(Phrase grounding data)
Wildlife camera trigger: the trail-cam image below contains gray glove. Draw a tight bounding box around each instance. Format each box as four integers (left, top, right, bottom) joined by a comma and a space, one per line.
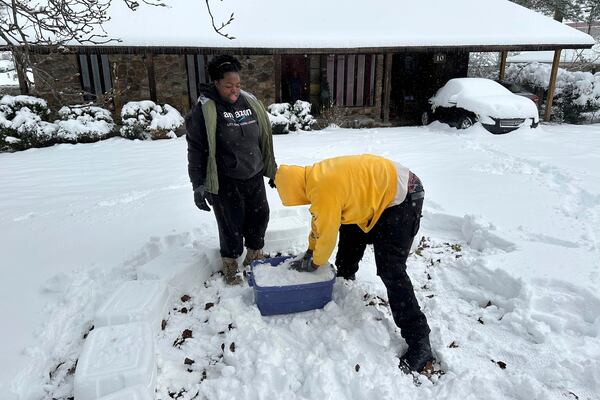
193, 185, 211, 212
289, 250, 317, 272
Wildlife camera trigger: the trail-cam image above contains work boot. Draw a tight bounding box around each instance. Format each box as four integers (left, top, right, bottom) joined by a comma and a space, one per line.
243, 248, 266, 267
399, 336, 434, 374
222, 257, 242, 285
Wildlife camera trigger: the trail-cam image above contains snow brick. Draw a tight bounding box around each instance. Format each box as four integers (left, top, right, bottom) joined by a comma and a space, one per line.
264, 209, 310, 253
74, 323, 156, 400
137, 247, 220, 294
94, 280, 169, 331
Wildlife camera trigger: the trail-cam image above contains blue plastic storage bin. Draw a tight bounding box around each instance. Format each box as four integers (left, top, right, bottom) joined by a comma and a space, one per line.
248, 256, 335, 316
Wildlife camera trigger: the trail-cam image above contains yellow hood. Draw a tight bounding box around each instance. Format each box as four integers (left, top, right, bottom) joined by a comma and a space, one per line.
275, 165, 310, 206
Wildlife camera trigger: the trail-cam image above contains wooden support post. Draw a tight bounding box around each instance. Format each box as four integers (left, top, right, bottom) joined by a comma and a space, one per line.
274, 55, 281, 103
382, 53, 393, 123
146, 53, 157, 103
544, 49, 561, 122
499, 50, 508, 81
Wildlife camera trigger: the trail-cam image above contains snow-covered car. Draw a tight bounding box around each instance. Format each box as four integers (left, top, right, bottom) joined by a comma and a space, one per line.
421, 78, 539, 134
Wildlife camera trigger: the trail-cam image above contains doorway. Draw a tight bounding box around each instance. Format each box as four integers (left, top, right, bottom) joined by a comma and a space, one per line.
281, 55, 309, 103
391, 52, 469, 124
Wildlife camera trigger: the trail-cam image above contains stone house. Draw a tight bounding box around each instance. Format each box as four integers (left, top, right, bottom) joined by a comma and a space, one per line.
7, 0, 595, 125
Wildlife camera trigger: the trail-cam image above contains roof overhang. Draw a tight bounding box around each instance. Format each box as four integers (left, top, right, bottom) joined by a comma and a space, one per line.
4, 43, 593, 55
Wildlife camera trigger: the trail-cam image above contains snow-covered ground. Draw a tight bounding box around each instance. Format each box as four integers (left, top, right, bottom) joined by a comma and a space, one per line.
0, 122, 599, 399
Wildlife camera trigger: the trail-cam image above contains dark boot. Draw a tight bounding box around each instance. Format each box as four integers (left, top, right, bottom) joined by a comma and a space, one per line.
400, 336, 434, 373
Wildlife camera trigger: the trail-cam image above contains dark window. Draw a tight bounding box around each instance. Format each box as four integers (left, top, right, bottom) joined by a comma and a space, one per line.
78, 54, 112, 102
326, 54, 376, 107
186, 54, 212, 107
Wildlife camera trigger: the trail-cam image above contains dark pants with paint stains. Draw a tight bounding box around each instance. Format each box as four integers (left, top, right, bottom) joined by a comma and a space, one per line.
207, 172, 269, 259
335, 192, 430, 348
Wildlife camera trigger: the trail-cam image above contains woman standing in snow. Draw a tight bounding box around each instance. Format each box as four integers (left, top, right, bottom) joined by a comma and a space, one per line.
185, 55, 277, 285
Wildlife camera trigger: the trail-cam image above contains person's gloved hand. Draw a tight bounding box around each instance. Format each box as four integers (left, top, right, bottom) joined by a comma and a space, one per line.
268, 178, 276, 189
193, 185, 211, 211
289, 250, 318, 272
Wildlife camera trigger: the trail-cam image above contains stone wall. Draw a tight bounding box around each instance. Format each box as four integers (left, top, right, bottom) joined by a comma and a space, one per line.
110, 54, 151, 117
154, 55, 189, 113
25, 52, 387, 124
237, 55, 277, 106
31, 53, 83, 114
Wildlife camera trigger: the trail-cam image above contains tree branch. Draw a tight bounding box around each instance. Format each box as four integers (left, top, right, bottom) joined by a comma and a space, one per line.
205, 0, 235, 40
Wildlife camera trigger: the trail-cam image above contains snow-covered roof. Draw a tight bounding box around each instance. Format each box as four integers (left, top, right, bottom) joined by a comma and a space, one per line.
92, 0, 595, 49
507, 49, 600, 65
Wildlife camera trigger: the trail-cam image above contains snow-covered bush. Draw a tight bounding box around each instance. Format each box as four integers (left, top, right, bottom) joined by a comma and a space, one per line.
0, 95, 50, 119
506, 62, 600, 123
292, 100, 316, 130
267, 100, 315, 134
120, 100, 184, 140
0, 95, 55, 151
267, 103, 294, 134
55, 105, 115, 143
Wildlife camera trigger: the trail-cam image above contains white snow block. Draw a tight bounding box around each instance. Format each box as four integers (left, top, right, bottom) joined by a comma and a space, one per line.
264, 209, 310, 253
74, 323, 156, 400
137, 247, 219, 294
97, 385, 153, 400
95, 280, 169, 331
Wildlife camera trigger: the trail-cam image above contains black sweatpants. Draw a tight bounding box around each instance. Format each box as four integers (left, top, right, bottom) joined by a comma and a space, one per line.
335, 193, 430, 347
207, 173, 269, 259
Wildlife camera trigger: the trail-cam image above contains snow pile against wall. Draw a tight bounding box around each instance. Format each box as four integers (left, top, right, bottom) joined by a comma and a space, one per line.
120, 101, 184, 140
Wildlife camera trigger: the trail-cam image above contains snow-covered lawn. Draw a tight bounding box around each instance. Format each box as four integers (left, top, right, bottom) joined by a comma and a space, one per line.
1, 122, 599, 399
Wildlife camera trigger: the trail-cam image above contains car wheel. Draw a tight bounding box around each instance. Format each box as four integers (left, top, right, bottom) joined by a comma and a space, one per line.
421, 111, 431, 126
457, 115, 474, 130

▶ [WHAT TO WORK ON]: Return the lines from the one containing "contains snow pile" through the last line of the records. Include both ends and nothing else.

▶ [ANSWER BELOW]:
Wildlife camera trigger: the trail-cam image above contains snow pile against wall. Draw a tight bounding box around each instance. Format each box as four integers (left, top, right, bottom) joined by a comma and a space, one per line.
120, 101, 184, 140
Wildlife camera trigger: the trail-cam image above contains snow-covered lawn. Draw a tight bounding box around each instance. Format each box as four integers (left, top, right, bottom) joined by a comma and a space, one per line.
1, 122, 599, 399
Wildlife camera trigger: the trail-cam image above contains car wheel. Draw a tight bounding box around each instance. Format each box as four integers (left, top, right, bottom) joined by a comma and a space, one per line.
421, 111, 431, 126
457, 115, 474, 130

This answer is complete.